Work required: Where a picture appears in the data below, exclude it; restate everything else word for word.

↓↓↓

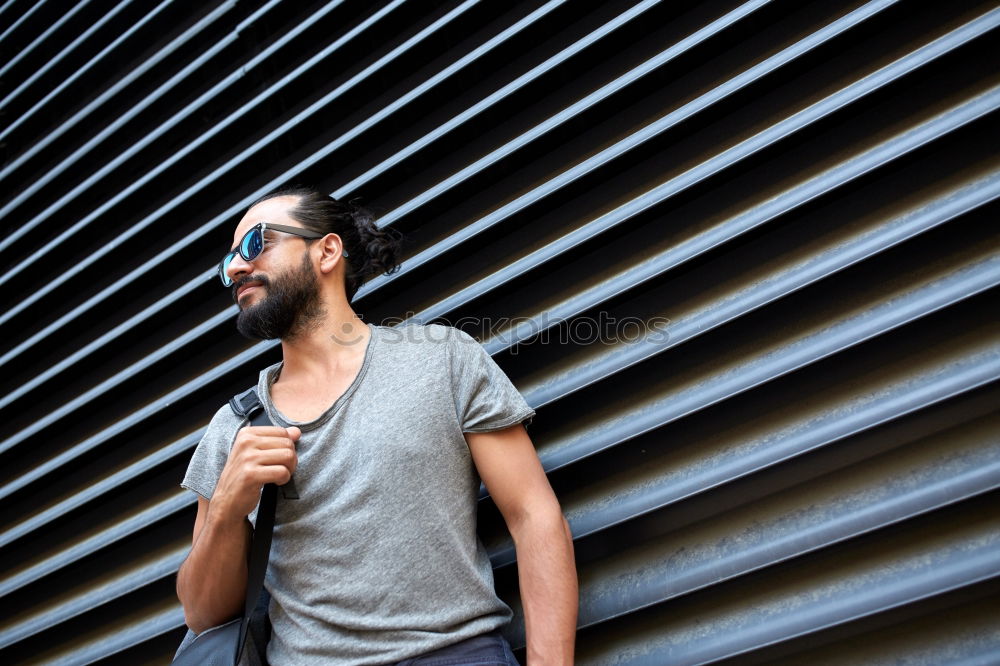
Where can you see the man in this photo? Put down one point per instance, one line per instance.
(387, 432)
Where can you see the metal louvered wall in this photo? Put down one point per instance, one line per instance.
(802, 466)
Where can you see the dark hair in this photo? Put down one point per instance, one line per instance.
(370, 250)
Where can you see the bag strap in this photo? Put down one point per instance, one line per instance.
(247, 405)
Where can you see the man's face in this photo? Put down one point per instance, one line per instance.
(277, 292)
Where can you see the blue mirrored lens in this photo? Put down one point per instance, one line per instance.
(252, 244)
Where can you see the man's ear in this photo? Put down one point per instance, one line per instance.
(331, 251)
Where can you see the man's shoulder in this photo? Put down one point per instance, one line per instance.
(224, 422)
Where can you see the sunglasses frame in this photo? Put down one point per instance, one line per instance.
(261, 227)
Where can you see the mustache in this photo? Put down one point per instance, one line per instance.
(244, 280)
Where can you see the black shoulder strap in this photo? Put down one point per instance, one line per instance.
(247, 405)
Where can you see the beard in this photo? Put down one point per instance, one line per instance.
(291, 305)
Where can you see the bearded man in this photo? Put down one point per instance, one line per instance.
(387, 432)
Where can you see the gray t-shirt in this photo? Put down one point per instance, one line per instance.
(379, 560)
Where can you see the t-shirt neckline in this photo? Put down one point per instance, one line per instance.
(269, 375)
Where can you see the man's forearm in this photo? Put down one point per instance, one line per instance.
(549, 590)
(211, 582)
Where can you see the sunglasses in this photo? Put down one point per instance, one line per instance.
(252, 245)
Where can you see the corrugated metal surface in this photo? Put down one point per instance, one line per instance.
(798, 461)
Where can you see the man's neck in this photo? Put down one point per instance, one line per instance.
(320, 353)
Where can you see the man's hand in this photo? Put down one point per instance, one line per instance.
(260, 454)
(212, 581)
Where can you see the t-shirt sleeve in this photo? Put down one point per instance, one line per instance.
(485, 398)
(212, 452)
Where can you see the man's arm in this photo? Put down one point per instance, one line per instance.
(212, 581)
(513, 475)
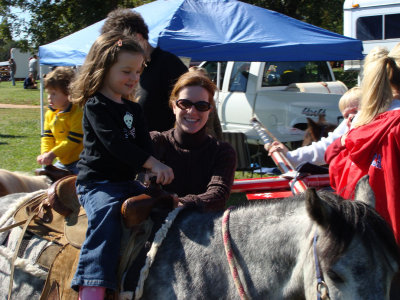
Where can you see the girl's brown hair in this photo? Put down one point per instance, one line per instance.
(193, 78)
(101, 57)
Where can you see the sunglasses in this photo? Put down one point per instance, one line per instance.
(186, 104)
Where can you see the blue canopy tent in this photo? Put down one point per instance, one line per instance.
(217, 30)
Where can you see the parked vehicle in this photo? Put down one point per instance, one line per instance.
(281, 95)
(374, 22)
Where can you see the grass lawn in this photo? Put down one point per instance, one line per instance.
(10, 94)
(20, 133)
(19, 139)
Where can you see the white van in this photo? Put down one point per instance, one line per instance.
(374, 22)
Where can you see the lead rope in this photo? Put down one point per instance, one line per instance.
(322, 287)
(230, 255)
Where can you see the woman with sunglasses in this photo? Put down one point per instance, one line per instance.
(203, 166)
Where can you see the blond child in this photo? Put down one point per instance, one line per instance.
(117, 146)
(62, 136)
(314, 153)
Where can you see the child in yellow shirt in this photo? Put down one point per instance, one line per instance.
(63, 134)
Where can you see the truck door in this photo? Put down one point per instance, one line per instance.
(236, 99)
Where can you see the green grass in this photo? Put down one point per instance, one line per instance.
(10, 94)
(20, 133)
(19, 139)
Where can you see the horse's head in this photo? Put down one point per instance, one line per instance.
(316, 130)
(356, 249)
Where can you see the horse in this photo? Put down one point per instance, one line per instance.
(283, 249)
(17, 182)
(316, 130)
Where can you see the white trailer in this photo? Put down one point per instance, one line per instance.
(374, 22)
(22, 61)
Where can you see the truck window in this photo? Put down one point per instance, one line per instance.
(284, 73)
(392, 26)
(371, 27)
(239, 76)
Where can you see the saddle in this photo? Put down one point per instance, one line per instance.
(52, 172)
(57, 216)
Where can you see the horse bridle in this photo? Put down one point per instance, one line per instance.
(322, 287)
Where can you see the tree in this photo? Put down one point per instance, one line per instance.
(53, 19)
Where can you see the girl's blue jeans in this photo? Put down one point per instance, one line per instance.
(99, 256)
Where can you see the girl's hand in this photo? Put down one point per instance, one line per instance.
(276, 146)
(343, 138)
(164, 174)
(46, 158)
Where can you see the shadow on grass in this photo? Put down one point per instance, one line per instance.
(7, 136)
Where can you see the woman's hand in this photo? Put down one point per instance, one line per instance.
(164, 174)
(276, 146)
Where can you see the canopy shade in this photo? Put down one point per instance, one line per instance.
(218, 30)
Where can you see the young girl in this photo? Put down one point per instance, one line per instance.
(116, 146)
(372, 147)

↑↑↑

Response area:
Where can you see the man in this photo? Put down one point per instance, one line per instance.
(387, 432)
Where can you see the metal louvered wall in this photo? Put down one point per instance, one line per instance.
(802, 466)
Where can you see the dark hair in this photo? Put down one point per instance, one line per instance.
(370, 250)
Where can you see the bag strap in this photo? Put down one point per instance, one line per instance.
(247, 405)
Where can you see the man's face in this photo? Put down one point per instance, one line per instance.
(277, 292)
Where can you see the blue mirrored lens in this photo? Put down one point per instance, one line per instance.
(252, 244)
Where can you see the man's ear in this photo? Put down one point per instance, one line per instance.
(331, 251)
Where can you see the man's shoulder in this photo? Put down one point per instance, one line per instance.
(224, 422)
Where can you see the sunglasses frame in this photo? Put down one point per instance, one line per instance.
(261, 227)
Where can you see the mustache in this photo? Put down one point per instance, one line per instance.
(244, 280)
Where can you see the black shoulder strap in this photo? Put down one point per instance, one line per instance.
(247, 405)
Where can you see the beard in this photo? Put down one point per instance, one line per instance.
(291, 305)
Where can you see the bearded man in this photo? Put down one point per instance, one line per instance.
(387, 432)
Where can you see the gray t-shirt in this photo? Put down one point per instance, one line per instance.
(379, 560)
Where can you see the t-shirt neckline in this photo? Put down one point per instance, one line per instance.
(269, 375)
Where can you see the man's forearm in this photo? Put down one point per instance, one line per instance.
(549, 590)
(211, 582)
Where can you see the sunglasses in this photo? Put down one point per instance, one line per instance.
(252, 245)
Where can you see the corrugated metal surface in this photo? Put down one point per instance, one line per instance.
(798, 461)
Where can you see the man's neck in this photo? Put down one point per instance, one line per instance.
(320, 353)
Where can you see the man's hand in this photo? Put down one point per instance, one line per instance.
(260, 454)
(212, 581)
Where can you see the t-shirt sleeve in this photo? Put down one point per instance, one line per instance.
(485, 398)
(212, 452)
Where can you see the man's arm in this photo? Put down one point per instance, one line per instance.
(212, 581)
(513, 475)
Where can you see the girl's brown hair in this photo? Put down one point per instance, one line per instance.
(193, 78)
(101, 57)
Where can you see the sunglasses in this photo? Put down one point per instance, one line per instance.
(186, 104)
Where can you see the blue canopy tent in this photo? Put down one point per instance, one line per instance.
(217, 30)
Where can you see the parked vehicle in this photo? Put down one point per instance, one line per instance.
(281, 95)
(374, 22)
Where can you see the grass lawn in this photo? Put down one point per instance, one line per instance.
(10, 94)
(20, 133)
(19, 139)
Where can you see the white van in this photo? Put down one point per instance, one line per instance.
(374, 22)
Where can you see the lead rope in this photo? Put down one point per instance, one line per instance.
(322, 287)
(230, 255)
Where can you see the woman with sunglasses in this photo? Put down one point per instance, one line per instance.
(203, 166)
Where can you see the blond child in this photo? Put down one point per instance, one line per instance.
(117, 146)
(62, 136)
(314, 153)
Where can you see the child in yellow shirt in this photo? Put down one point per instance, one line per instance.
(63, 134)
Where can you see the truck door in this photo? Put down one point per instance, one line per instance.
(236, 99)
Where can you see the green grass in this photo? Put down one point per instance, one line per instance.
(10, 94)
(20, 133)
(19, 139)
Where can you see the horse's head in this photo? Put down one point per instance, one line per instance.
(316, 130)
(356, 249)
Where can you see the horse in this photo? Put down one point per instance, one line per instance.
(283, 249)
(17, 182)
(316, 130)
Where can you see the white trailer in this photo? Put down one point per instance, one line per instance.
(374, 22)
(22, 61)
Where can you see the truck window in this photo? Put down one point per instance, one line per instance.
(284, 73)
(392, 26)
(371, 27)
(239, 76)
Where can you see the saddle in this photo? Put down one point per instance, one line per instance.
(52, 172)
(57, 216)
Where can you see the horse bridle in this photo? Put down one point per instance, one line per instance.
(322, 287)
Where can you see the tree in this photo? Put down one point per instance, one line per instance.
(53, 19)
Where can you see the girl's blue jeans in this photo? Put down one point per instance, one line per instance.
(99, 256)
Where can you see the girl's hand in this photo? Put down one point per instance, one line per instance.
(276, 146)
(343, 138)
(164, 174)
(46, 158)
Where can you see the shadow on grass in this photo? Put down one point per instance, one line per instance.
(7, 136)
Where can you see the woman's hand in this photo? Put down one point per instance, one line per instance.
(164, 174)
(276, 146)
Where can you see the canopy shade in this photo? Put down one point per instance, one line per instance.
(218, 30)
Where can you see the young girl in this photo? Put down one point per instance, one line per instance.
(116, 146)
(372, 147)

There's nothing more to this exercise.